▸ **BRIEF**:
Convert the rows below into a Markdown table with the columns No. and Entry. Put each line's sequential number under No. and its text under Entry, and leave out blank lines.

▸ **Records**:
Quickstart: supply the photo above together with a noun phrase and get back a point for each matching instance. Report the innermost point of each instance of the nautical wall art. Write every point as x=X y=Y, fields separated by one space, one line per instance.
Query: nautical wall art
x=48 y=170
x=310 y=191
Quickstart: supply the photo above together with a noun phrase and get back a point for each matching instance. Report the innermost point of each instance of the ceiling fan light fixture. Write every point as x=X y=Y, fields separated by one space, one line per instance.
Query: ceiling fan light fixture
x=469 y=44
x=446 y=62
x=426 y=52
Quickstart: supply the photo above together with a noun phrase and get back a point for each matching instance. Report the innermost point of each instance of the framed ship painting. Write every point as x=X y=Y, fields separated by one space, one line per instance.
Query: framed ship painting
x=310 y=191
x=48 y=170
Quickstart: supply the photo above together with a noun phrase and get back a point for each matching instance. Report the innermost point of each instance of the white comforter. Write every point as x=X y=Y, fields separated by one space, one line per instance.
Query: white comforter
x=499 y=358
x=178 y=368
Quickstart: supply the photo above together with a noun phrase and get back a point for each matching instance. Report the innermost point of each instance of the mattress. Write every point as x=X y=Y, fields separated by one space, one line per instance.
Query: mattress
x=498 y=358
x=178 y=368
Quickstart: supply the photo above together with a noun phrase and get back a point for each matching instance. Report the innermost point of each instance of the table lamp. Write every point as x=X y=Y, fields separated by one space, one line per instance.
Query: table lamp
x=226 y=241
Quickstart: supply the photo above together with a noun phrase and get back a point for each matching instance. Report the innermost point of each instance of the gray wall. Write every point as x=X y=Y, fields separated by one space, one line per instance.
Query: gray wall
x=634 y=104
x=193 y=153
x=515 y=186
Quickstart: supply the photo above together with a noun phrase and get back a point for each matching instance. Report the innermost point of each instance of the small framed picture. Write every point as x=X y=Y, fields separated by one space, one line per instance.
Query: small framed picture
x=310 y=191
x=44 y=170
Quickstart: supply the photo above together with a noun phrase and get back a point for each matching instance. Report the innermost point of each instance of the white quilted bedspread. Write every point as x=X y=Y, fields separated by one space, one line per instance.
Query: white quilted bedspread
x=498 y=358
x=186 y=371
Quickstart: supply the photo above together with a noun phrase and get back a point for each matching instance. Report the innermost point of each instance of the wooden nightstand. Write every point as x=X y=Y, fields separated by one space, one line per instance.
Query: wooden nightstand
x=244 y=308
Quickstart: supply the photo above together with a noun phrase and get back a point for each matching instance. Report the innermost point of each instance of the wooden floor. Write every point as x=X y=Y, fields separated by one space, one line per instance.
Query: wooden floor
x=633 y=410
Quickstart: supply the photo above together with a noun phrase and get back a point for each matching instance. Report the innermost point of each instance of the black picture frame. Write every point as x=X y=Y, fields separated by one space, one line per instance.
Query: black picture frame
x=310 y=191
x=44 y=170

▸ **FINISHED ANSWER**:
| No. | Entry |
|---|---|
| 1 | Quickstart: supply the photo above together with a noun phrase and get back a point for each matching instance. Report the innermost point of each instance of the nautical wall art. Write every point as x=X y=Y, fields separated by one space, one line per instance. |
| 2 | Query: nautical wall art |
| 3 | x=48 y=170 |
| 4 | x=310 y=191 |
| 5 | Quickstart: supply the photo above together with a noun phrase and get back a point for each matching instance. Report the innermost point of each instance of the ceiling fan light fixture. Write every point as x=X y=Y, fields separated by one space, one line per instance. |
| 6 | Query: ceiling fan light fixture |
| 7 | x=469 y=44 |
| 8 | x=446 y=62 |
| 9 | x=426 y=52 |
| 10 | Quickstart: supply the photo above together with a noun phrase and get back a point for each matching instance. Report the innermost point of each instance of the framed ship painting. Write every point as x=X y=Y, fields separated by one space, one line per instance. |
| 11 | Query: framed ship painting |
| 12 | x=310 y=191 |
| 13 | x=48 y=170 |
| 14 | Quickstart: supply the photo above together with a noun phrase and get back a point for each matching instance. Report the innermost point of each instance of the white comforter. Write every point as x=X y=Y, fields separated by one space, one line per instance. |
| 15 | Query: white comforter |
| 16 | x=499 y=358 |
| 17 | x=178 y=368 |
| 18 | Quickstart: supply the photo above together with a noun phrase and get back a point for each matching instance. Report the innermost point of each instance of the mattress. Write every point as x=X y=Y, fields separated by one space, one line per instance. |
| 19 | Query: mattress |
| 20 | x=498 y=358 |
| 21 | x=178 y=368 |
| 22 | Quickstart: supply the photo above together with a noun phrase and get back a point for each matching instance. Report the innermost point of each instance of the table lamp. Write every point as x=X y=Y, fields separated by one space, one line per instance. |
| 23 | Query: table lamp |
| 24 | x=226 y=241 |
| 25 | Quickstart: supply the photo above together with a noun phrase and get back a point for each matching instance. Report the innermost point of each instance of the gray wall. Write every point as x=X y=Y, fields separated by one space, one line per instance. |
| 26 | Query: gray wall |
| 27 | x=634 y=104 |
| 28 | x=193 y=153 |
| 29 | x=515 y=186 |
| 30 | Quickstart: supply the photo above together with a noun phrase and get back a point for each matching instance. Report the innermost point of each instance of the small framed picture. Write every point as x=X y=Y, fields separated by one space, one line per instance. |
| 31 | Query: small framed picture |
| 32 | x=310 y=191 |
| 33 | x=44 y=170 |
| 34 | Quickstart: supply the photo above together with a noun phrase and get back a point for each matching instance. Report the innermost point of each instance of the white quilted bedspread. Write every point as x=X y=Y, fields separated by one space, one line per instance. |
| 35 | Query: white quilted bedspread |
| 36 | x=498 y=358 |
| 37 | x=186 y=371 |
| 38 | Quickstart: supply the photo above together with a noun phrase and get back a point for each matching instance. Report the innermost point of each instance of the wooden nightstand. Write every point as x=X y=Y, fields separated by one space, one line per instance. |
| 39 | Query: wooden nightstand |
| 40 | x=244 y=308 |
| 41 | Quickstart: supply the photo above together with a noun phrase and get back a point for each matching instance. Report the innermost point of each instance of the wooden floor. Write every point as x=X y=Y, fields separated by one space, one line per instance. |
| 42 | Query: wooden floor |
| 43 | x=633 y=410 |
| 44 | Quickstart: supply the photo above together with a noun phrase and get back a point for each matching instance. Report the innermost point of each instance of the black picture frame. Write every point as x=X y=Y, fields separated by one space, one line per instance. |
| 45 | Query: black picture frame |
| 46 | x=310 y=191 |
| 47 | x=44 y=170 |